**Written instruction:**
Print, exactly and completely, every entry in the data.

┌────────

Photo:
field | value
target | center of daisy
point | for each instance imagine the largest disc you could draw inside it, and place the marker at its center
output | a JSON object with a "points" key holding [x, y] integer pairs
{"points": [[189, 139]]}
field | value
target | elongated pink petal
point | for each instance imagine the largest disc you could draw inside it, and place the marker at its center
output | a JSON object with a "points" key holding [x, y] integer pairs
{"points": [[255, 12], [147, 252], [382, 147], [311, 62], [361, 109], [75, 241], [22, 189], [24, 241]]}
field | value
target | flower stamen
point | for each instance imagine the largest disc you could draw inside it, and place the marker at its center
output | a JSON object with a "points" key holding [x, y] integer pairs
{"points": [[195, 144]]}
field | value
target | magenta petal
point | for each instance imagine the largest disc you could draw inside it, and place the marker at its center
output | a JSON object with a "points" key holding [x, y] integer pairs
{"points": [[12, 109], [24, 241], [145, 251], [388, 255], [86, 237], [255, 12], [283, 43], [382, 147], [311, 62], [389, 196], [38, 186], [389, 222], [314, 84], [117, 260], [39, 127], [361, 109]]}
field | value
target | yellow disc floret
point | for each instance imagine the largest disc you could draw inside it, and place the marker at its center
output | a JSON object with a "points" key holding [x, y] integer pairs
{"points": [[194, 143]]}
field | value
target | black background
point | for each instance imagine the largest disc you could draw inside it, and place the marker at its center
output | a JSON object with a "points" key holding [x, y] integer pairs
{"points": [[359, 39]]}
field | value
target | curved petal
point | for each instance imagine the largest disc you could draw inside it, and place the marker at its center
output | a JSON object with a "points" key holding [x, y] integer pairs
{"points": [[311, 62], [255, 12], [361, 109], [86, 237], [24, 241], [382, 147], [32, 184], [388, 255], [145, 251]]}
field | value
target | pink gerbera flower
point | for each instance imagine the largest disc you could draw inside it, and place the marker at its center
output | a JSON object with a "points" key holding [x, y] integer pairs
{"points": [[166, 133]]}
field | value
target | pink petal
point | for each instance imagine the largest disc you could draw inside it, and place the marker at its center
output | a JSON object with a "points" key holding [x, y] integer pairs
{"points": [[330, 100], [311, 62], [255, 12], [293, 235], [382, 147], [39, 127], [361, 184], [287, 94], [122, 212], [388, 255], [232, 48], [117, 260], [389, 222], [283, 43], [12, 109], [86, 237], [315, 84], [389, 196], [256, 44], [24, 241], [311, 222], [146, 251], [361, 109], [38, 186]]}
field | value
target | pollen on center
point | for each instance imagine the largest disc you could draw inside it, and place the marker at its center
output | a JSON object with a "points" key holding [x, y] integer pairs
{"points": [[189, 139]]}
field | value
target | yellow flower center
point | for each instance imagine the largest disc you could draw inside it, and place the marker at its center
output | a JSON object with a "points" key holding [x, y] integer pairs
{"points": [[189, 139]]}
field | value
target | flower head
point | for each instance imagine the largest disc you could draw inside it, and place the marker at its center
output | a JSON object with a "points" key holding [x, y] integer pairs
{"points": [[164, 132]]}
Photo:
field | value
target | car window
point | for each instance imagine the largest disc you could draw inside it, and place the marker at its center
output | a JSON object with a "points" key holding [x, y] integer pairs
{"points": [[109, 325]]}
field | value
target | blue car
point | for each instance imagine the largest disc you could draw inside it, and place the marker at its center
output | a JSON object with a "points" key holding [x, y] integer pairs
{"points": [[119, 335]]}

└────────

**Written solution:**
Photo:
field | value
target | center of daisy
point | for each instance imagine the largest disc you could draw inside it, and place the marker at its center
output | a JSON object with a "points" key holding [x, y] integer pairs
{"points": [[189, 139]]}
field | value
target | elongated pink petal
point | for each instance imagine the largest disc you could draw inside it, and place the marker at its center
output | a JSON object with a "points" key holding [x, y] integer pairs
{"points": [[255, 12], [147, 252], [382, 147], [311, 62], [361, 109], [75, 241], [22, 189], [24, 241]]}
field | value
target | flower stamen
point | for each instance imagine the largest disc you could draw inside it, and place the marker at its center
output | a JSON object with a "points" key holding [x, y] integer pairs
{"points": [[195, 144]]}
field | value
target | magenta petal
point | for each instance imagine the largest disc you could draw inside it, and place the marker at its center
output | a JSON object with a "points" key holding [x, y] integer pairs
{"points": [[12, 109], [24, 241], [145, 251], [388, 255], [86, 237], [255, 12], [283, 43], [382, 147], [311, 62], [389, 196], [38, 186], [389, 222], [314, 84], [117, 260], [39, 127], [361, 109]]}
field | value
target | yellow disc floret
point | for each instance imagine the largest disc you could draw inside it, and place the marker at its center
output | a JSON object with a "points" key holding [x, y] integer pairs
{"points": [[194, 143]]}
field | value
target | black background
point | for each instance imagine the largest disc you could draw inside it, and place the marker at its center
output | a JSON object with a "points" key holding [x, y] integer pairs
{"points": [[359, 39]]}
field | value
target | curved petal
point | for each instance imagine the largest disc you could draw inside it, and place the marker at its center
output | a JSON object with a "points" key holding [x, y] integer pairs
{"points": [[311, 62], [255, 12], [361, 109], [86, 237], [24, 241], [382, 147], [32, 184], [388, 255], [145, 251]]}
field | value
target | pink gerbera flower
point | for each instance imagine the largest disc you could draw inside it, and place the marker at its center
output | a JSON object with a "points" key holding [x, y] integer pairs
{"points": [[166, 133]]}
field | value
target | pink petal
point | for each instance imagine the largest disc you could draw inside it, and place the marker at its center
output | a JSON object with a "points" key holding [x, y] integer pairs
{"points": [[330, 100], [311, 62], [255, 12], [293, 235], [382, 147], [39, 127], [361, 184], [287, 94], [122, 212], [388, 255], [232, 48], [117, 260], [389, 222], [283, 43], [12, 109], [86, 237], [315, 84], [389, 196], [256, 44], [24, 241], [311, 222], [146, 251], [361, 109], [38, 186]]}
field | value
target | pollen on center
point | for each instance imagine the largest disc you could draw inside it, and place the marker at its center
output | a JSON object with a "points" key holding [x, y] integer pairs
{"points": [[189, 139]]}
field | value
target | yellow flower center
point | for each instance imagine the largest disc you could draw inside it, and place the marker at its center
output | a JSON object with a "points" key holding [x, y] integer pairs
{"points": [[189, 139]]}
field | value
target | flower head
point | for each instance imagine the largest disc you could draw inside it, and place the marker at its center
output | a JSON object with a "points" key holding [x, y] integer pairs
{"points": [[164, 132]]}
Photo:
field | value
target | car window
point | for each instance imagine the largest disc you could draw inside it, and place the marker at its center
output | a JSON object with a "points" key holding [x, y] integer pairs
{"points": [[109, 325]]}
field | value
target | blue car
point | for each instance imagine the largest disc you could draw inside it, and place the marker at its center
output | a JSON object with a "points" key holding [x, y] integer pairs
{"points": [[119, 335]]}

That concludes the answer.